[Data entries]
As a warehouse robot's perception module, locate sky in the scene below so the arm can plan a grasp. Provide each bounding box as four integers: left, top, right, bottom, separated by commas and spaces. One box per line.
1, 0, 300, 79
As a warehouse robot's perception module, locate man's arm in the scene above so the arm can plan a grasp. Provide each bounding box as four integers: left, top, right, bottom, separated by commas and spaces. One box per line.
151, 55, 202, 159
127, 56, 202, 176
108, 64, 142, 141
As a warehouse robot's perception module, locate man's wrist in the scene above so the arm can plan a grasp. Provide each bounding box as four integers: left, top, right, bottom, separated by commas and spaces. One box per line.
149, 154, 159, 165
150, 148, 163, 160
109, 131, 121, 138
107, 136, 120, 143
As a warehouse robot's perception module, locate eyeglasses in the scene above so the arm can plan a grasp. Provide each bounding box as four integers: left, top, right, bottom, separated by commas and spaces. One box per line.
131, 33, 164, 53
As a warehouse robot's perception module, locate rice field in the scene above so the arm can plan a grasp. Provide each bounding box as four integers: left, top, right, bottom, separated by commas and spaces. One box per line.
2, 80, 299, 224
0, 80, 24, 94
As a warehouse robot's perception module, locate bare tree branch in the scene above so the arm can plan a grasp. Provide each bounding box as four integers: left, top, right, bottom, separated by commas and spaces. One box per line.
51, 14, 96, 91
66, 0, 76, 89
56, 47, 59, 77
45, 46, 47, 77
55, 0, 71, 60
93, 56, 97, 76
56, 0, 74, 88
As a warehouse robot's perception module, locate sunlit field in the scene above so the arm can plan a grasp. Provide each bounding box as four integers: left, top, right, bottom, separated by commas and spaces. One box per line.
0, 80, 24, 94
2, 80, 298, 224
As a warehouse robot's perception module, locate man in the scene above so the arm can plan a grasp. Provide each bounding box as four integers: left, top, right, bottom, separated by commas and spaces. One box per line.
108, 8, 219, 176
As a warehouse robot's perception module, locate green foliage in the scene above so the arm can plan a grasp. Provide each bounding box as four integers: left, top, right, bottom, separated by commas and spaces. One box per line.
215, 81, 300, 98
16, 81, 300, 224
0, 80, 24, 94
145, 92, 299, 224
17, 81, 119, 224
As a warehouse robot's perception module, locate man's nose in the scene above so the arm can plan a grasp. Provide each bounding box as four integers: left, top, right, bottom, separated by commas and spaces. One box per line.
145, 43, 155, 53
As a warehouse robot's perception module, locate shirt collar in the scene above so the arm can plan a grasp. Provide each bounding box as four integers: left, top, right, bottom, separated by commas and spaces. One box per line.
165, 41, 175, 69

### WORK INSTRUCTION
Please transcribe the records in full, keeping every word as it is.

### SOLUTION BELOW
As a warehouse robot's perception module, locate sky in the scene below so the arm can plan a grasp. Provide each bounding box as four integers: left, top, right, bottom, separated by commas and spaces. One box per line.
1, 0, 300, 79
As a warehouse robot's perception module, locate man's arm in the scene above so the arm can plan a grasp. Provide each bounding box as four integers: left, top, right, bottom, separated by commas and spaces. One box per line.
151, 55, 202, 159
127, 56, 202, 176
108, 64, 142, 141
As a warehouse robot's perception module, locate man's wrist in the scene above so the arm can plan a grasp. Provide each bounding box as four integers: left, top, right, bottom, separated by commas and spaces. One box per line.
149, 154, 159, 165
150, 148, 163, 160
109, 131, 121, 138
107, 136, 120, 143
As a warehouse robot's perception module, locate eyeglasses in the scene above so the arm can plan a grasp. Provide each bounding box as four integers: left, top, right, bottom, separated by commas and spaces. One box per line.
131, 33, 164, 53
As a warehouse robot's perception module, locate rice field in the scene above so the arm can plan a grasp. Provide each bounding box as four integers: left, top, right, bottom, separated by commas and spaces. One box per line.
2, 80, 299, 224
0, 80, 24, 94
As a warehouse robot's perception module, locate bare tree branch in the scene above so the arm can plan a grasp. Provide each bounding box as four integers: left, top, right, bottom, separated by commas and spaces. One box per line.
51, 14, 96, 91
66, 0, 76, 89
56, 47, 59, 77
45, 46, 47, 77
55, 0, 71, 60
93, 56, 97, 76
56, 0, 74, 88
As a warehouse robot's perception module, locate sunlit field in the scene above so the arm can plan a grasp. Provide each bounding box as four integers: left, top, right, bottom, separated by commas and spaces. One box per line.
0, 80, 24, 94
2, 80, 298, 224
As a warehouse robot's perception module, locate man in the scene above so the arm can plan a grasp. Provide each bounding box as four integers: left, top, right, bottom, separated by commas and spaces. One box per line.
108, 8, 219, 176
As a warehouse robot's perception module, locate green foliage in the scene above so the arm can plan a grasp. Provide each bounding box as four integers: left, top, right, bottom, separated by commas and spaces. One box per line.
215, 81, 300, 98
16, 81, 300, 224
0, 80, 24, 94
145, 92, 299, 224
17, 81, 119, 224
As a warehouse robot's perception module, locate man's nose in the scene above so the arm can plan a grasp. Provide each bounding box as four integers: left, top, right, bottom, separated by commas and spaces. One box per line.
145, 43, 155, 53
As a warehouse robot's perception module, locate shirt collar in the scene above so the arm can plan a grasp. Provide each bounding box as four integers: left, top, right, bottom, separated by commas and spaces. One box per line.
165, 41, 175, 69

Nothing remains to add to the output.